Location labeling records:

● ● ●

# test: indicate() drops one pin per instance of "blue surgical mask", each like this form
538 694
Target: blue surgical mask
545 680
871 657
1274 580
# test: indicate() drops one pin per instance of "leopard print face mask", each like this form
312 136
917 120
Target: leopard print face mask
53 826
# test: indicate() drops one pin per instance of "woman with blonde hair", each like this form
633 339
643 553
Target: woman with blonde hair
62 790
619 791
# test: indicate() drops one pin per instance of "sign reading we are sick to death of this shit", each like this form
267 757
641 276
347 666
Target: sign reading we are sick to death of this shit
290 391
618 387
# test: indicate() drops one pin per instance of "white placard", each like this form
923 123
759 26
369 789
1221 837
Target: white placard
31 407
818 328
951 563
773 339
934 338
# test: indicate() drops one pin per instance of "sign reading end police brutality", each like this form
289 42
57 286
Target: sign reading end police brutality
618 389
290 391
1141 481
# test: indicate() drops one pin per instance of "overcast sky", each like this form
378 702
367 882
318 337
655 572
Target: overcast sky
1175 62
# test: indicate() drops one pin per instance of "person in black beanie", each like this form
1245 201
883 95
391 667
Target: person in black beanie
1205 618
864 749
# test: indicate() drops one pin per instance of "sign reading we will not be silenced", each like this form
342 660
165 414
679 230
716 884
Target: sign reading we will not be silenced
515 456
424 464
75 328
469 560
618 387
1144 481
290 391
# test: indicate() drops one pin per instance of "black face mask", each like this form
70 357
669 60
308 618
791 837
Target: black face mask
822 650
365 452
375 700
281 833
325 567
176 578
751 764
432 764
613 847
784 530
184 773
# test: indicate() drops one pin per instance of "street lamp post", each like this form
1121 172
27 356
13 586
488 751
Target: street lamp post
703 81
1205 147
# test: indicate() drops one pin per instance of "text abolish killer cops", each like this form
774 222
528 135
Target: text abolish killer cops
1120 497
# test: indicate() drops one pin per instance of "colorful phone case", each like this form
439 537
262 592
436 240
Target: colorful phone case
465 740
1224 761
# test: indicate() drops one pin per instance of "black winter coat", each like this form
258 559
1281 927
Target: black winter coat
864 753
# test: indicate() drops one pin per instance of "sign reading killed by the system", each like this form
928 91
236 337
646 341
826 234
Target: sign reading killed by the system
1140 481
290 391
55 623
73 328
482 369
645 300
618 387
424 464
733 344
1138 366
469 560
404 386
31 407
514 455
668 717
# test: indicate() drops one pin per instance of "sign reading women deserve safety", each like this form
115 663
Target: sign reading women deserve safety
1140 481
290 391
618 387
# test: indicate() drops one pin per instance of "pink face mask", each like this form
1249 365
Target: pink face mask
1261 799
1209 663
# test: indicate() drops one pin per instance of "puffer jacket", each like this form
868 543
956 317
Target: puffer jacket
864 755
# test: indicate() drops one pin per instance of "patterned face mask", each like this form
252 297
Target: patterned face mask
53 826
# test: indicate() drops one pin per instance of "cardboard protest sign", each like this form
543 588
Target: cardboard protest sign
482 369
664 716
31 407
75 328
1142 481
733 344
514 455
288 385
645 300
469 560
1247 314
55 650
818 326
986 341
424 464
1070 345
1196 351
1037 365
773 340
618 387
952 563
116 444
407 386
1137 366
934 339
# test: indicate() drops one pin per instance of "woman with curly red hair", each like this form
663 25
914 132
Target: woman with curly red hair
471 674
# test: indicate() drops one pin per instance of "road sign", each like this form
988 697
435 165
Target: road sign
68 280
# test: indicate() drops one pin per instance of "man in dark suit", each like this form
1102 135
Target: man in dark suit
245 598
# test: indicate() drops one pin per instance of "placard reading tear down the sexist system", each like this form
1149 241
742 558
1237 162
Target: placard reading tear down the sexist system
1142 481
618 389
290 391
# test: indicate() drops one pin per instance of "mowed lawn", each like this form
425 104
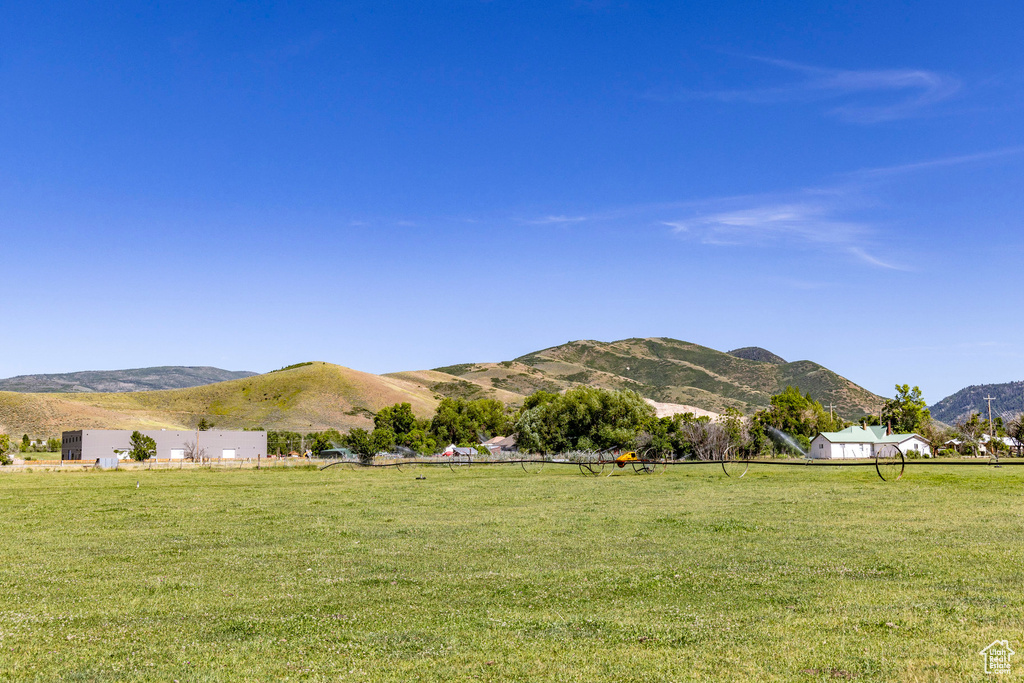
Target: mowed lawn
790 573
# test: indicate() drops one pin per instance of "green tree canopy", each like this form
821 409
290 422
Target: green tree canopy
907 413
583 419
142 446
398 418
797 415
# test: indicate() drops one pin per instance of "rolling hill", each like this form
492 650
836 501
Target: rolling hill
138 379
663 370
1009 402
308 397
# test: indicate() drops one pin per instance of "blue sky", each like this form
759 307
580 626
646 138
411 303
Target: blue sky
406 185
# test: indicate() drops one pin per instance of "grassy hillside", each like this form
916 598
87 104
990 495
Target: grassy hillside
668 371
307 397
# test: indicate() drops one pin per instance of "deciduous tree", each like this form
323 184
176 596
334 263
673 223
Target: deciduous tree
142 446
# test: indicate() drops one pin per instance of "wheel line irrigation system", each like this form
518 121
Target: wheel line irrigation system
889 468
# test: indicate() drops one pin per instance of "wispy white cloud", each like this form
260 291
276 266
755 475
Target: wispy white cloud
548 220
813 220
869 95
884 171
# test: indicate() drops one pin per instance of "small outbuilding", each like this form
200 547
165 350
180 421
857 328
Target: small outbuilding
864 442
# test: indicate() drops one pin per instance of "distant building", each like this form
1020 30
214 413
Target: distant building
864 442
500 444
213 444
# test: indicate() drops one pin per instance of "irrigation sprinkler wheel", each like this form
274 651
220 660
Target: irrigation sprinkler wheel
459 462
735 468
889 463
531 466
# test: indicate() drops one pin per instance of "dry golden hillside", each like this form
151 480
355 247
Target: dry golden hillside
312 396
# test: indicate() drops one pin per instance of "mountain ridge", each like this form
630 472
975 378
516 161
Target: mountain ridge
119 381
1009 401
317 395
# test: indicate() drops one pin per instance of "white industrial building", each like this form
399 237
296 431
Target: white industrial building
864 442
91 444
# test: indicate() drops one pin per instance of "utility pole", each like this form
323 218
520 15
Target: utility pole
991 428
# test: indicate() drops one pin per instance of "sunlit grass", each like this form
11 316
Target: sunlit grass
492 573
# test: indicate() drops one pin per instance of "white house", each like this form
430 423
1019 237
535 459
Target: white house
864 442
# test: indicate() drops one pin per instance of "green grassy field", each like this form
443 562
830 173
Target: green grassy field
495 574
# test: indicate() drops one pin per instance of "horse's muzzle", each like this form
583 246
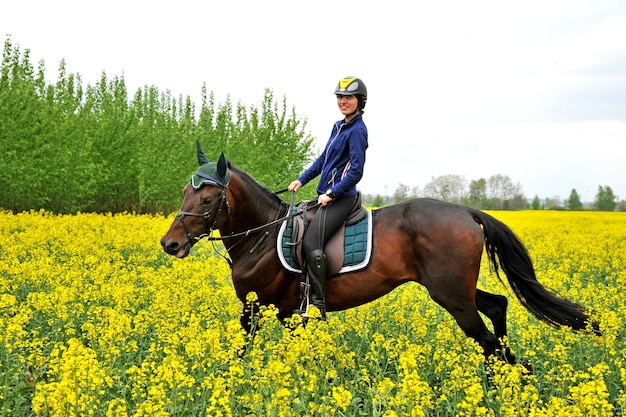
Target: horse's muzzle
175 248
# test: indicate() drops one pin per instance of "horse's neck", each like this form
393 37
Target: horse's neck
251 209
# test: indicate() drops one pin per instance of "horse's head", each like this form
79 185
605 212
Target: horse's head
204 207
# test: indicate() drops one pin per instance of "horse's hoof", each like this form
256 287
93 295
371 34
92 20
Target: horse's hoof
526 364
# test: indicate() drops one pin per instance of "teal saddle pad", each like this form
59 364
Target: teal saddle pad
357 245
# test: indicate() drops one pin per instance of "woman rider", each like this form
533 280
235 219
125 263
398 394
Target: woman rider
340 168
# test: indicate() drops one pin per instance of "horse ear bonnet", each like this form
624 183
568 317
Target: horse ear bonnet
216 174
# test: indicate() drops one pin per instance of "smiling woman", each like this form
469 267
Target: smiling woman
90 312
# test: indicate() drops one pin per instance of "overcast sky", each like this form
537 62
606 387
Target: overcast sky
535 90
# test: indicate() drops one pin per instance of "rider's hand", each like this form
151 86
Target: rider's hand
324 199
294 186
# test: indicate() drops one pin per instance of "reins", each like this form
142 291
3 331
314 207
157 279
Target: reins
206 215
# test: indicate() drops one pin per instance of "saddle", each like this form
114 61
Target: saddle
353 235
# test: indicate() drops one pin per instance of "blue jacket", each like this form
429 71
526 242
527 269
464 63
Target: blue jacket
340 166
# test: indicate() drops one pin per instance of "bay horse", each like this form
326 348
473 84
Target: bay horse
434 243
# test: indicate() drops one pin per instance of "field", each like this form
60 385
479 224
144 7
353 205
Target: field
96 320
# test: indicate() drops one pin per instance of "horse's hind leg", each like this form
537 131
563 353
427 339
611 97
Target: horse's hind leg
465 312
494 307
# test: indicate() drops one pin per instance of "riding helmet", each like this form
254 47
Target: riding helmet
349 86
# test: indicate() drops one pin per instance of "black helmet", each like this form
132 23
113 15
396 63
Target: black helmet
349 86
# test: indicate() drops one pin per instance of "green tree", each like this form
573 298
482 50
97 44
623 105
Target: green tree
67 148
573 202
477 193
605 199
536 204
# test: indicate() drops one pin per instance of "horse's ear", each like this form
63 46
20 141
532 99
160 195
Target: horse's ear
222 166
202 159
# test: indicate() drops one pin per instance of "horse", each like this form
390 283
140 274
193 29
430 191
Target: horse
434 243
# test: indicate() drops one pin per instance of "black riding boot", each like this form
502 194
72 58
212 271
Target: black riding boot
317 270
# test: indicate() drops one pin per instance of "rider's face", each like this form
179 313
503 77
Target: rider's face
347 104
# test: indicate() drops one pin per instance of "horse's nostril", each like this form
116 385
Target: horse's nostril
170 246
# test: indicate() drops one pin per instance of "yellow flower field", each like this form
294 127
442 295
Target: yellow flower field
96 320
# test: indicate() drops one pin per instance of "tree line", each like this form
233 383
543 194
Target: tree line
67 147
497 192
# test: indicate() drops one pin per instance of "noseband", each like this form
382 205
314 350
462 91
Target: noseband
206 215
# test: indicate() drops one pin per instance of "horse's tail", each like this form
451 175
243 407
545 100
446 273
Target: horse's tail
507 252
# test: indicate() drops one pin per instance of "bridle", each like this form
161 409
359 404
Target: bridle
219 205
222 201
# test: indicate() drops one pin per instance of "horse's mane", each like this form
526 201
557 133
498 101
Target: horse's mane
251 181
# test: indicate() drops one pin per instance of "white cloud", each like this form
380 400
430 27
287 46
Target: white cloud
534 90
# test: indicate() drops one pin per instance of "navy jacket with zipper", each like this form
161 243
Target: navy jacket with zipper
340 166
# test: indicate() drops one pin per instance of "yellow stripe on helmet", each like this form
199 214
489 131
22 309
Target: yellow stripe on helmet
345 82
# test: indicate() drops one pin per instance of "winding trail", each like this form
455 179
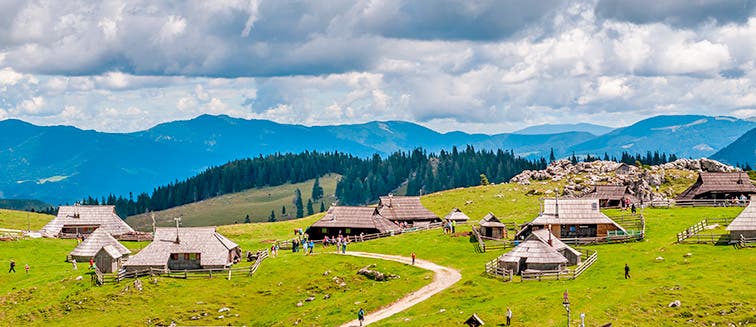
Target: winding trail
443 278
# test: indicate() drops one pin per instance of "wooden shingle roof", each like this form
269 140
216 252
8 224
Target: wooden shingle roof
78 215
457 215
213 247
746 220
572 212
734 182
96 241
355 217
404 208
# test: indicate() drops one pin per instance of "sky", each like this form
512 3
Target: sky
476 66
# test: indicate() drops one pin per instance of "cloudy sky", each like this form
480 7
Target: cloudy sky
476 66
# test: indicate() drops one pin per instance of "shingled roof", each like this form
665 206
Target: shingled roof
404 208
572 212
213 247
746 220
457 215
96 241
103 216
355 217
734 182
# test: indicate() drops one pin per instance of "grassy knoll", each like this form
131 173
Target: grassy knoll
715 285
12 219
230 208
51 296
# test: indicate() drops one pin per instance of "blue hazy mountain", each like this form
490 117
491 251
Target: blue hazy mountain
742 151
564 128
686 136
60 164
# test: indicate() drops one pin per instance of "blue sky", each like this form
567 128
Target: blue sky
476 66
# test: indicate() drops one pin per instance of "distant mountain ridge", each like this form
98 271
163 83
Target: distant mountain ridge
59 164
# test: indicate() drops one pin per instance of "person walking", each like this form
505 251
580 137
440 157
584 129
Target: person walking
361 316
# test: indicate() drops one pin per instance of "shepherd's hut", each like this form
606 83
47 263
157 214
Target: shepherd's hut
719 186
541 251
492 227
185 248
406 209
78 220
94 242
744 225
572 218
343 220
457 215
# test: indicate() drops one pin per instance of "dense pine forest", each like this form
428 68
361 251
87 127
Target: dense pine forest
363 179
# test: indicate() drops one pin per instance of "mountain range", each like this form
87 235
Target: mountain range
60 164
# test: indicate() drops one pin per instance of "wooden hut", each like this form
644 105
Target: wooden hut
719 186
541 251
78 220
611 196
457 215
93 243
571 218
108 259
406 209
744 225
343 220
492 227
185 248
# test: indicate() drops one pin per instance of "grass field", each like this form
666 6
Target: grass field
231 208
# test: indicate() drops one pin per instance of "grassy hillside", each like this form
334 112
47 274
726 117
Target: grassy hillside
12 219
233 208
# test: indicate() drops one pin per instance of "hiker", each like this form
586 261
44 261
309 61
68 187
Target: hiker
361 316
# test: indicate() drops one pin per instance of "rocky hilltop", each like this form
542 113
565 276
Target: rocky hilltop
643 182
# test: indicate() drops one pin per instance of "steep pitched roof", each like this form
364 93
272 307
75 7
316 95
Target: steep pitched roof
404 208
104 216
572 212
96 241
457 215
355 217
746 220
491 221
213 247
734 182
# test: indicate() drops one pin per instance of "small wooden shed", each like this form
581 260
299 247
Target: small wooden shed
492 227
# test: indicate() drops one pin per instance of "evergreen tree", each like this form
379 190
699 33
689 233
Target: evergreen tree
298 203
310 210
317 191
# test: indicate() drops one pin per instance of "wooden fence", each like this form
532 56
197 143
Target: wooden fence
590 257
693 234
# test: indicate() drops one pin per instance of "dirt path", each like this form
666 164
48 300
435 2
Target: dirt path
443 278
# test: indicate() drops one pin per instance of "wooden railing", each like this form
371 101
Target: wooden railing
693 234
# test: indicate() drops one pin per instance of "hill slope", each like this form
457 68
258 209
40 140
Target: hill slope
742 151
685 136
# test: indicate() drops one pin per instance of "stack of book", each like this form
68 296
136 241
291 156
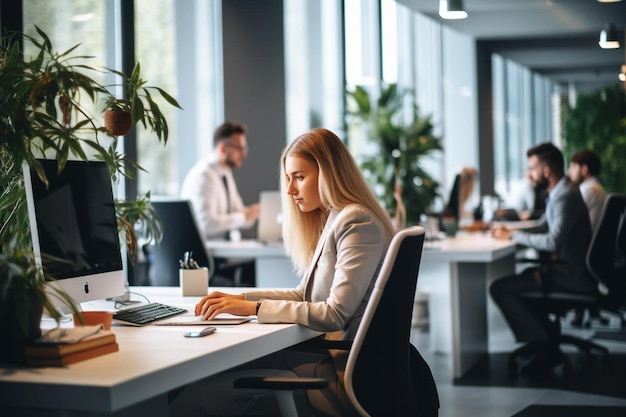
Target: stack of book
60 354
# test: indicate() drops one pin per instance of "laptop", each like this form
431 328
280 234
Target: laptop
269 226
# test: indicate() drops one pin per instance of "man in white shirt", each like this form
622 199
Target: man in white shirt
211 188
217 205
583 170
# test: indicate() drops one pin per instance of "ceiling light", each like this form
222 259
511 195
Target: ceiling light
452 9
608 37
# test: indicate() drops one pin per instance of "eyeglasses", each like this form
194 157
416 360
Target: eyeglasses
238 147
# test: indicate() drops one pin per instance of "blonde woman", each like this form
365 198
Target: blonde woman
336 233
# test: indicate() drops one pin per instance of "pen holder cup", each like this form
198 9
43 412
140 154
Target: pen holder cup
194 282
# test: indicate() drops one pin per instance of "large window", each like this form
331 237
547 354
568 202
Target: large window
523 117
313 66
177 45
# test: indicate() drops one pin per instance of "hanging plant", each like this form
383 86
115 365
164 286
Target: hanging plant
394 171
42 113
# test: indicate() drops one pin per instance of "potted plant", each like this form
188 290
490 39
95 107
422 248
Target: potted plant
394 170
139 106
44 110
598 122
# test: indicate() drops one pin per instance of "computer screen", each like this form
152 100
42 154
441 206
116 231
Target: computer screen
74 230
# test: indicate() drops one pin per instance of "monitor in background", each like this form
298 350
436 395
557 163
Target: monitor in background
270 217
73 220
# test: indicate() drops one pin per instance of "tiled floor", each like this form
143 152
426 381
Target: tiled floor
493 399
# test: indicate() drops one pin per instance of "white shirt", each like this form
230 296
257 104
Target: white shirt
593 193
204 188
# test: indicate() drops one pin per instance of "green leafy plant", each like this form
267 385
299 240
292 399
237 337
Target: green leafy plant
394 171
44 110
598 122
140 105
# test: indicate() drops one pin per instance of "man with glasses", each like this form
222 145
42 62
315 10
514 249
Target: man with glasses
211 188
217 205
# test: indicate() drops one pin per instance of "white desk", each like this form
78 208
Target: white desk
151 361
273 268
455 272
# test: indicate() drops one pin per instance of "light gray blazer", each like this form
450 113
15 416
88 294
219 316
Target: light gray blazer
333 293
564 231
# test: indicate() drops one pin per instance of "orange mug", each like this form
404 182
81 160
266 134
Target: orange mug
93 318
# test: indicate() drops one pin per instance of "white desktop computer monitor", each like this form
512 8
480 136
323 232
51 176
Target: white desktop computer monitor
74 230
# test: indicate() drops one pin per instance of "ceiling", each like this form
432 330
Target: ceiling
556 38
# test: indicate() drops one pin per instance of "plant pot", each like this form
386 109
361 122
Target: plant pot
14 336
117 122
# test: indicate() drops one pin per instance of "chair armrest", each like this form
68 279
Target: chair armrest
320 344
280 383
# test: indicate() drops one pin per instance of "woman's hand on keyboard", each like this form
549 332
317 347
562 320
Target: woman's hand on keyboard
218 302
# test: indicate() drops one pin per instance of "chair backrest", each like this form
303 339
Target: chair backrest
384 374
601 256
180 234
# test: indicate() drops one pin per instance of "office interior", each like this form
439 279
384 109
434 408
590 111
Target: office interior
494 85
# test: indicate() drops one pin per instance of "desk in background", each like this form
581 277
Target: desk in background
272 267
456 273
152 360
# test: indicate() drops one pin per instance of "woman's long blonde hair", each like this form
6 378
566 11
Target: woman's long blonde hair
340 183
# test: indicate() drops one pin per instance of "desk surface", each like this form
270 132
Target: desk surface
151 361
468 247
464 247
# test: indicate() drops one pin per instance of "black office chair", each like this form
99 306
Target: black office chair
180 235
601 263
385 375
603 257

● ● ●

WORK REQUIRED: Find each line above that contains the word "cops", and copy every one of those lines.

TASK RESULT:
# test: indicate() drops one pin per instance of "text abolish killer cops", each like this form
Target: text abolish killer cops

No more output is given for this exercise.